### Stated exercise
Copy out the data between the lines holding "like x=38, y=180." and "x=1109, y=133", inclusive, and nothing else, requests included. Scale every point coordinate in the answers by 1.9 and round to whole numbers, halves up, leaving the numbers in the requests unchanged.

### Records supplied
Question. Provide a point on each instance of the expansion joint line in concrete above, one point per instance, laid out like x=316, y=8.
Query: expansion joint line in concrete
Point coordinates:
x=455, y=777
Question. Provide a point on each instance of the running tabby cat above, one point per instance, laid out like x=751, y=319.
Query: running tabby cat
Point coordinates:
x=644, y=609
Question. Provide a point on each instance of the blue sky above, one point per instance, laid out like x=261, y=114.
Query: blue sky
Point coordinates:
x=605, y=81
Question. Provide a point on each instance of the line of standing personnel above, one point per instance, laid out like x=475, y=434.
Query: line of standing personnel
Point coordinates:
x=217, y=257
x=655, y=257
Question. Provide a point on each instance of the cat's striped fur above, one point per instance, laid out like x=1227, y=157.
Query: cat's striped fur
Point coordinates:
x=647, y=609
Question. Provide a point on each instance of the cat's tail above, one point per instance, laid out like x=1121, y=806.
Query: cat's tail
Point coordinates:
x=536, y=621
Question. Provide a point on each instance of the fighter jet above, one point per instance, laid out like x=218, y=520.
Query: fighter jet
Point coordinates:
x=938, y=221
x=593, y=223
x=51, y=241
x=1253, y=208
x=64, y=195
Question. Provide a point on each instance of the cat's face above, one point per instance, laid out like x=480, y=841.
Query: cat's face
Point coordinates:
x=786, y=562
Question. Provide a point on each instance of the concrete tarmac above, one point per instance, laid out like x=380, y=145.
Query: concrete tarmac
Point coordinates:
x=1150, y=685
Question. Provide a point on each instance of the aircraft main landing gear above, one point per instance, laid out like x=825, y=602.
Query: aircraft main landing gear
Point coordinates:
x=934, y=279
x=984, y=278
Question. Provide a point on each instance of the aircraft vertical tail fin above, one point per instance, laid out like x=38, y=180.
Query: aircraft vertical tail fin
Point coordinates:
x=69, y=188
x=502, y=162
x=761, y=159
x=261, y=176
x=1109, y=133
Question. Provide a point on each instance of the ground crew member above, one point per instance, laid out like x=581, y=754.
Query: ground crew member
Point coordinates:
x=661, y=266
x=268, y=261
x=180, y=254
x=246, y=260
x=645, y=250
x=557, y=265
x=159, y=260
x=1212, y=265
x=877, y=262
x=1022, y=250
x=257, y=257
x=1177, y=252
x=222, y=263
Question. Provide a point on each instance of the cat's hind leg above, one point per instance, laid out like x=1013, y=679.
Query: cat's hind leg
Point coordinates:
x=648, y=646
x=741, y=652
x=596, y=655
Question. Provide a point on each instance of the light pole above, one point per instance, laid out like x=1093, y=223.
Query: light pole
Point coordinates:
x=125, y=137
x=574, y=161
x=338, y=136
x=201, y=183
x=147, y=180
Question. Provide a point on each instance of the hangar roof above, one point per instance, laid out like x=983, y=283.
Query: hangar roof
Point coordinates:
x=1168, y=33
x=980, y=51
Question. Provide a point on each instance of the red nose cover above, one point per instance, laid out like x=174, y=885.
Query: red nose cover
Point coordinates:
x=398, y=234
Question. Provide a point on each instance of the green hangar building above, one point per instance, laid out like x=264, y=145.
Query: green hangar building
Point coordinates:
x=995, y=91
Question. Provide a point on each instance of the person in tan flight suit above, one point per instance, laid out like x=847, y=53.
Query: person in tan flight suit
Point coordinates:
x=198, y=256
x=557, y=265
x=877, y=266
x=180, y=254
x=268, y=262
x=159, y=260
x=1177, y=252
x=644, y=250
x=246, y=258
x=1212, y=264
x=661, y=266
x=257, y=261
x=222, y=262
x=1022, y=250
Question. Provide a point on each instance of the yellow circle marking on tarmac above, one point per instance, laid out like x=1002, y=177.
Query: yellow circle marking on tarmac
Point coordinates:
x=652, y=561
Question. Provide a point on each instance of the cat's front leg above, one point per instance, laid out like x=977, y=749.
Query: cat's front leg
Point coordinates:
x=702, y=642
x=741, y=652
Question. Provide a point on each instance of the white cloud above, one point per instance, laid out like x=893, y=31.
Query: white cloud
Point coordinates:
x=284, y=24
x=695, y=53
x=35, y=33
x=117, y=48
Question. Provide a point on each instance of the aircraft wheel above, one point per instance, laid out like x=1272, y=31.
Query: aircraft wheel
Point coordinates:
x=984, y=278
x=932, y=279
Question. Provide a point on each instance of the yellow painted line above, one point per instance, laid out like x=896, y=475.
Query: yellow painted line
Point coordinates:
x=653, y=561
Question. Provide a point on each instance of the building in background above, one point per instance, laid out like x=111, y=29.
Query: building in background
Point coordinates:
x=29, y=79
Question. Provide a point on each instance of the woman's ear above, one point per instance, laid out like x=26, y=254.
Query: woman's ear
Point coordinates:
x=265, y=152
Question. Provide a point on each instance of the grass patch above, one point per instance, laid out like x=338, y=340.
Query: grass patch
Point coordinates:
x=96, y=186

### Response to this exercise
Question. Provide a point on each instance of the aircraft vertical tail fin above, one point per instance, laid out like x=38, y=180.
Query: aircraft vertical tail fin
Point coordinates:
x=131, y=357
x=954, y=308
x=1446, y=302
x=496, y=334
x=2107, y=253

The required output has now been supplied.